### Problems to work on:
1. In the discussion of ICD coding for polycythemia vera, what percentage of patients had a concurrent diagnosis code for PV and SE?
2. Continue the discussion of ICD coding for polycythemia vera from where it stops.

### Extract to read:
--*--

The World Health Organization, International Classification of Diseases, Clinical Modification (ICD-CM) code system, has simplified the extensive amount of information on medical records, improving the identification of diseases, and has an impact on quality-of-care assessment, allocation of resources, evaluation of management patterns and outcomes of diseases. The need for specificity after ICD 9th edition due to the broadness of concepts was overcome with the establishment of the tenth revision in 2014. 10Despite the above, determining the extent of hematological diseases based solely on hospital discharge codes could be problematic.
Our report highlights the potential limitations of the use of ICD coding for its use in studies. Remarkably, 11% of the patients had a concurrent diagnosis code for PV and SE. Although the percentage of misdiagnosis in this study may appear to be modest, these chronic illnesses have a high cost on health expenses. An analysis made by Metha et al revealed an age-adjusted prevalence of 56.5 per 100 000 of patients who suffer from polycythemia vera and reported that in 2010, the annual cost reached $14 903 dollars of overall health care, outlining a considerable increase in comorbidities in this population. 11 However, these results, as their authors describe, may have limitations and biases for the same reason as this study. The impact of erroneous adjudication of diagnostic codes may have an impact on interventions using data from public health registries, surveillance and disease control at a population level. It has been proven that a correct diagnosis after profound data analysis could lead to a tremendous improvement in health costs. 12
The numerous variables, the high number of unexplained cases reported, as shown in a cross-sectional study from NHANES 2007-200813 and the misidentification of erythrocytosis seen in some cases 14, make data collection complex. Misidentification of these cases may be consistent with the low reported data rate of polycythemia cases at present. Larger-scale studies are needed to further identify the impact on healthy areas, as the outcomes of the above erythrocytosis research are hitherto unknown.

--*--

Data entries:
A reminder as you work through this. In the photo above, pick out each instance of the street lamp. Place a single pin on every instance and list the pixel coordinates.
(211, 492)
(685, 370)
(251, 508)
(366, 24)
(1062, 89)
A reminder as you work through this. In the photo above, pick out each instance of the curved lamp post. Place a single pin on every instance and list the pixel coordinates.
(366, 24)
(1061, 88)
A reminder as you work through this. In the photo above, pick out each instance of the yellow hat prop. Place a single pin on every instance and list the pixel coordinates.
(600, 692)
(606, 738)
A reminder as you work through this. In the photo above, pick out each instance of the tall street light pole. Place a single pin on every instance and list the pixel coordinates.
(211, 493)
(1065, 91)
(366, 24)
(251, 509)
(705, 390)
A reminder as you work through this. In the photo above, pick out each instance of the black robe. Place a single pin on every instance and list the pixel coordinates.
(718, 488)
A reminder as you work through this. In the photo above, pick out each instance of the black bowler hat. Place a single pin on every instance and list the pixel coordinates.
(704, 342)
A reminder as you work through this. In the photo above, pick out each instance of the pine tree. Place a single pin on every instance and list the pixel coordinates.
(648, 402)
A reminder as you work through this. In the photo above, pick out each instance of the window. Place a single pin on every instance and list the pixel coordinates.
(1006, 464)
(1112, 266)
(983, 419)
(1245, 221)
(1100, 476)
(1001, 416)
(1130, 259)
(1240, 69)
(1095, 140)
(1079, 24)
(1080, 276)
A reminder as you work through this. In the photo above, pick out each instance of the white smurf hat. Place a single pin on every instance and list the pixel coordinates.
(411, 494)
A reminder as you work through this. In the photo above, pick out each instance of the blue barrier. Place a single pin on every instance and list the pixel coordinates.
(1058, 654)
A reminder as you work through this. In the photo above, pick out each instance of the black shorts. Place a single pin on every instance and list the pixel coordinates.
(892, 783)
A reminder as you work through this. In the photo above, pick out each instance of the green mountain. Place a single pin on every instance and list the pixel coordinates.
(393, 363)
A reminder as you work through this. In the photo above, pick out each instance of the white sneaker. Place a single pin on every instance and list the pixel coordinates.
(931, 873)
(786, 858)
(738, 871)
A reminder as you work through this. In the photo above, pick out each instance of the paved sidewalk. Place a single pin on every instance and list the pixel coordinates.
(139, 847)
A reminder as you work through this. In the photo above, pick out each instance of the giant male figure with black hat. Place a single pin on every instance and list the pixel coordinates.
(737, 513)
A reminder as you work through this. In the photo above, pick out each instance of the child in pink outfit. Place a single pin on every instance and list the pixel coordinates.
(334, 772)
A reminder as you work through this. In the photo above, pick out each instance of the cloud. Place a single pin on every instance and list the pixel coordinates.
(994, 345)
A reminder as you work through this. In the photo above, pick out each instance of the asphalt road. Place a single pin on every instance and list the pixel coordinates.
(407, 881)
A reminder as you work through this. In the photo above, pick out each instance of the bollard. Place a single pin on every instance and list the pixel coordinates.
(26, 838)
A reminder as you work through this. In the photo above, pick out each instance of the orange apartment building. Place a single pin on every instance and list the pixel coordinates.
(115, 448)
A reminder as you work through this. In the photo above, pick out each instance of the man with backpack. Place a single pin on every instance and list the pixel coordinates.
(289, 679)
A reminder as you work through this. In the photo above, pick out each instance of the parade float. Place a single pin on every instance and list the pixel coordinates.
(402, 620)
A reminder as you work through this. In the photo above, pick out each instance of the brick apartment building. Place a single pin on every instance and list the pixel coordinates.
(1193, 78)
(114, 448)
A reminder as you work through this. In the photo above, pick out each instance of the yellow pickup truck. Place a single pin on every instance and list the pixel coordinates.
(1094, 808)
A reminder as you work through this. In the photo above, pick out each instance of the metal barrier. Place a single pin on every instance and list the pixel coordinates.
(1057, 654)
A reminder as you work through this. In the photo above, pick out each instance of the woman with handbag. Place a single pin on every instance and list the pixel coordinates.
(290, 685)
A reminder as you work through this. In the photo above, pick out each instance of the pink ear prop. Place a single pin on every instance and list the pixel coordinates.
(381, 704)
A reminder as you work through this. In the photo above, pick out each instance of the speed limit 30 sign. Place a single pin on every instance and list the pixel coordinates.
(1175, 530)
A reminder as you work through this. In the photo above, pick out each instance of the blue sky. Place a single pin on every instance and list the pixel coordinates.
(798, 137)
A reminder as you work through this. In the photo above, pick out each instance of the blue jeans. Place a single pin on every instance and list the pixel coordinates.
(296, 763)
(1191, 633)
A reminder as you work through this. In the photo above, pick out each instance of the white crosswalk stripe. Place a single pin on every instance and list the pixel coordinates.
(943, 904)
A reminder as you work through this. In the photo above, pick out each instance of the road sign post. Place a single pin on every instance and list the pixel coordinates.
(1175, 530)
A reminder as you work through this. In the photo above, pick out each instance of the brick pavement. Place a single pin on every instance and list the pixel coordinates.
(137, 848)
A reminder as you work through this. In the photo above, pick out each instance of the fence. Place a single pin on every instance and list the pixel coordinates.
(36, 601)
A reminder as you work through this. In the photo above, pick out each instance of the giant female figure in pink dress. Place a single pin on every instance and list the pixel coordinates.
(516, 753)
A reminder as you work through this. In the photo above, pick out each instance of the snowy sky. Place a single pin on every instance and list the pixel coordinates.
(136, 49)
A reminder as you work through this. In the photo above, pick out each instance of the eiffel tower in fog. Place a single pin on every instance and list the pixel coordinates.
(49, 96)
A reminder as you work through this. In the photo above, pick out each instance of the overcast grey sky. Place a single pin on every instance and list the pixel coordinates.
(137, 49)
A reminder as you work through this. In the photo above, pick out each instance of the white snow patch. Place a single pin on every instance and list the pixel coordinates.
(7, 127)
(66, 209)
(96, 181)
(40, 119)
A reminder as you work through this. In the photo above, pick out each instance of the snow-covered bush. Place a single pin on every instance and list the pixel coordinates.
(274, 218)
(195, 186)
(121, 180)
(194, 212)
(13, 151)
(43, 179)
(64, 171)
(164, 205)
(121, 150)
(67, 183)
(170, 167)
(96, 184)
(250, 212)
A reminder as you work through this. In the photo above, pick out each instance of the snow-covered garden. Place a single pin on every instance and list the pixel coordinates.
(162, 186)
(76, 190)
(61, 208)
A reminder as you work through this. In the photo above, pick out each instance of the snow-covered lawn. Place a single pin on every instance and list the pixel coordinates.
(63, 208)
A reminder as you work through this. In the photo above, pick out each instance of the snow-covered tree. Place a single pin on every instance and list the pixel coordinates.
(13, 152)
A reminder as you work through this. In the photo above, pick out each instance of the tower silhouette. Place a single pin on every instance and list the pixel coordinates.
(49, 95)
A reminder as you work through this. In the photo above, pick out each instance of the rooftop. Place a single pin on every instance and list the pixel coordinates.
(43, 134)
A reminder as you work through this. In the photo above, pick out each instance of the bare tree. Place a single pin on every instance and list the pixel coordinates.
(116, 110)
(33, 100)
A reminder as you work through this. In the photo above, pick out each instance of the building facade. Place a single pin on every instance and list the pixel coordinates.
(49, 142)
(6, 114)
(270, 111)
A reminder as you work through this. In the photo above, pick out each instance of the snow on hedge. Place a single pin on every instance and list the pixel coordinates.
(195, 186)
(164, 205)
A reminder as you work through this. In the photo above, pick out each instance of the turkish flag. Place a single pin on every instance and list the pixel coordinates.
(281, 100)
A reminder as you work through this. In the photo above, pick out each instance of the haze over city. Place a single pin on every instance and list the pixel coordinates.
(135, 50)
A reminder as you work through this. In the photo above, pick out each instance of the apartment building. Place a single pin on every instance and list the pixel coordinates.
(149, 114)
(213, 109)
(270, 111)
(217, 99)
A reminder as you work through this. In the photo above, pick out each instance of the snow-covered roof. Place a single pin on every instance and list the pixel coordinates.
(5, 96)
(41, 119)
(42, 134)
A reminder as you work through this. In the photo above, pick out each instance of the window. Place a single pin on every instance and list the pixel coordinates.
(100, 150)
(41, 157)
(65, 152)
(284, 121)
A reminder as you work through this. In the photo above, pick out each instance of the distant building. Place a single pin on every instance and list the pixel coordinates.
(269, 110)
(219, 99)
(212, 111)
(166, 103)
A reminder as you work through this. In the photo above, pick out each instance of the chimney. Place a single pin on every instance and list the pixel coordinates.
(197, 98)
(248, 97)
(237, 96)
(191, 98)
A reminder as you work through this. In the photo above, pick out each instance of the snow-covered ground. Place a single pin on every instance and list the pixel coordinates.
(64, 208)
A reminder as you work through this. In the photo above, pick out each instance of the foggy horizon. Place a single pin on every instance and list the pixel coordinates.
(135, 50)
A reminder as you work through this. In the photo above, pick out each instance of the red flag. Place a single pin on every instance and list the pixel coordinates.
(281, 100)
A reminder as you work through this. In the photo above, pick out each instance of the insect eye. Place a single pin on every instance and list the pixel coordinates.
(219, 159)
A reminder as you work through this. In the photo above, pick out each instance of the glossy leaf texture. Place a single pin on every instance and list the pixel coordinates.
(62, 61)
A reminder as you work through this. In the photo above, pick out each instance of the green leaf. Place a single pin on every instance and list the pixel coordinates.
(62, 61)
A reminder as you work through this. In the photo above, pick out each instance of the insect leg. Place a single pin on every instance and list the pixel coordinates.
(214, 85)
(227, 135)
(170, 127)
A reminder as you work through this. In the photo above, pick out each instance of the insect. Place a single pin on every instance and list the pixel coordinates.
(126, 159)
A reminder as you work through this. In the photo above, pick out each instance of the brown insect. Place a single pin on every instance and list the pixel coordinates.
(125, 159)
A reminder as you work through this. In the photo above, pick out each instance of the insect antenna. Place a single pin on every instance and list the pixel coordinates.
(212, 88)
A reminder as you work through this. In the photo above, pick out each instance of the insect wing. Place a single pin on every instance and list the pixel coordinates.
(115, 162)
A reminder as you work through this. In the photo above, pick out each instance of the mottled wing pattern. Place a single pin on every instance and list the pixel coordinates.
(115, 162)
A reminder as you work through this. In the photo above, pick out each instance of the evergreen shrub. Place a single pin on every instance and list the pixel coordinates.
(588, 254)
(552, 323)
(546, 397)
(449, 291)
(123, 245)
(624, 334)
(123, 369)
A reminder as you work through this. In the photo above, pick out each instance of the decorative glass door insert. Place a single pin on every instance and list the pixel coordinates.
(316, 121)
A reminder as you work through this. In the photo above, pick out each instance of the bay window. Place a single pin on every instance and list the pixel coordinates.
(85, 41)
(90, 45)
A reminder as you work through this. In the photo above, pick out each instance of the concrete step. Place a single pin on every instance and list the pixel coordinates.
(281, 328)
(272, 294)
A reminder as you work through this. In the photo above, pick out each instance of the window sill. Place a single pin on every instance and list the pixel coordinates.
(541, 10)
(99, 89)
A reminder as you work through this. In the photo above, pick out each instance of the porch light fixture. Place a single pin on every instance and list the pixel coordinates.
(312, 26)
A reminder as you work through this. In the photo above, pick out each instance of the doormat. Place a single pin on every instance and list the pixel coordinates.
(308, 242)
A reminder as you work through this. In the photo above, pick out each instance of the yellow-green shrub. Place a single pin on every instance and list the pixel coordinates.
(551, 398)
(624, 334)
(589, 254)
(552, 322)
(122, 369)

--*--

### Expected results:
1. 11% of the patients.

2.
Challenges of diagnosis between etiologies of erythrocytosis (PV versus SE) could be clarified after JAK2 somatic mutation genotyping is performed, as it prevails as a determinant tool in diagnosis. 8 In our cohort, the prevalence of the JAK2 V617F mutation was estimated to be 1.5% among cases of SE. Interestingly, we found that 3.7% of the SE patients had other clonal abnormalities of germline origin in the JAK2 gene. Even though the significance of these mutations and the risk of developing PV or leukemia phenotypes are unknown, tools to predict functional effects, such as the DANN score, could establish a probable risk of pathogenicity in some of these mutations. 15,16] With the development of more sensitive molecular diagnostic techniques, the prevalence of clonal hematopoiesis abnormalities seems to have increased in recent years and explains (at least partially) the differences seen across cohorts, including ours. 17
While the number of patients without erythrocytosis was small in our study, the fact that bias can be introduced systematically in the identification of cases through disease code-based registries questions the validity of studies done with only disease codes as the strategy to identify cases.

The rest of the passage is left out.